** begin Dataset **
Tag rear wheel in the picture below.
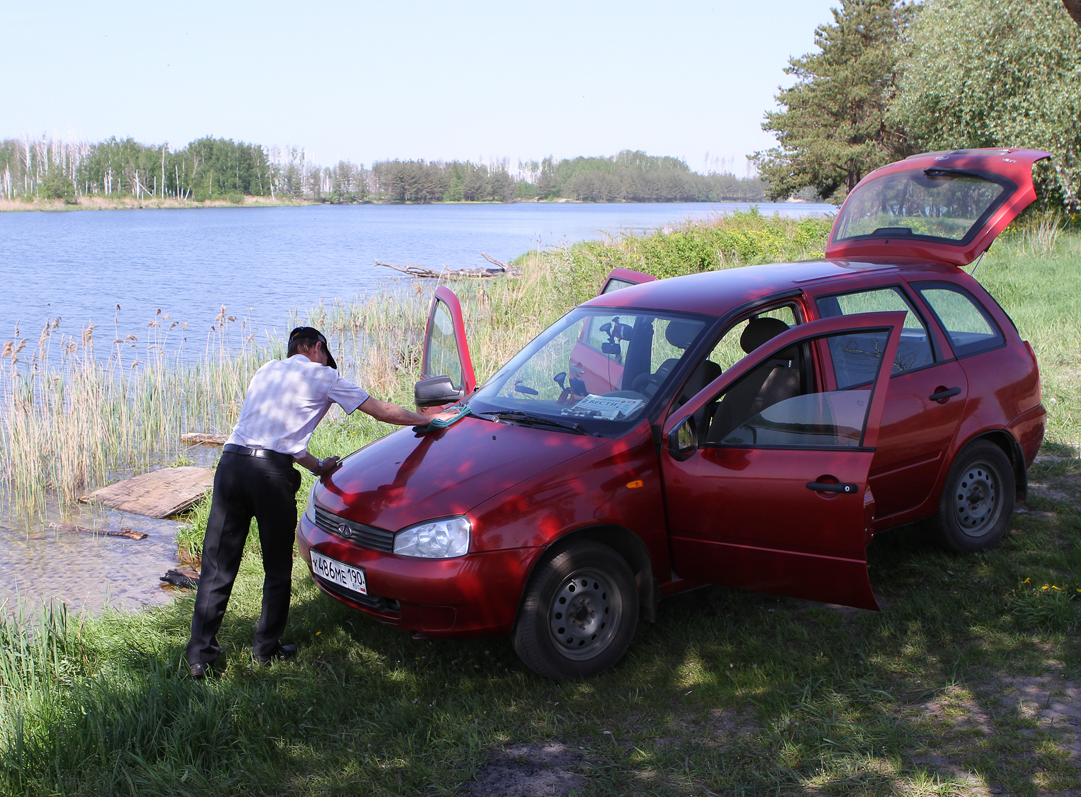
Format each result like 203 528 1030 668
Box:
515 540 638 680
938 440 1016 554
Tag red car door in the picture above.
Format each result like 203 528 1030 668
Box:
418 285 477 414
660 313 905 609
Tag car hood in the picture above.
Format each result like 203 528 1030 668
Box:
316 416 609 531
826 144 1051 266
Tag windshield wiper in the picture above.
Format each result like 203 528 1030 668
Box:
473 410 589 435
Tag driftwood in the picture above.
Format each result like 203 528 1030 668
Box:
** end Dataset **
What you will do ::
Please rewrite all of the material above with "Tag" replaced by "Mark" and nothing else changed. Leave the pictures out of your answer.

Solution for this problem ::
Mark rear wheel in the picture below.
Format each result like 203 528 1030 668
Box:
515 540 638 680
938 440 1016 554
Mark red car door in the picture above.
Format each result like 203 528 1030 668
Box:
418 285 477 414
660 313 905 609
Mark car hood in the picture above.
Format each result like 203 528 1030 668
Box:
316 416 609 531
826 144 1051 266
Mark windshield wiper in the picture above.
Format each result like 203 528 1030 668
Box:
473 410 589 435
Mark driftwood in the picture above.
Format each result like 203 528 1030 668
Box:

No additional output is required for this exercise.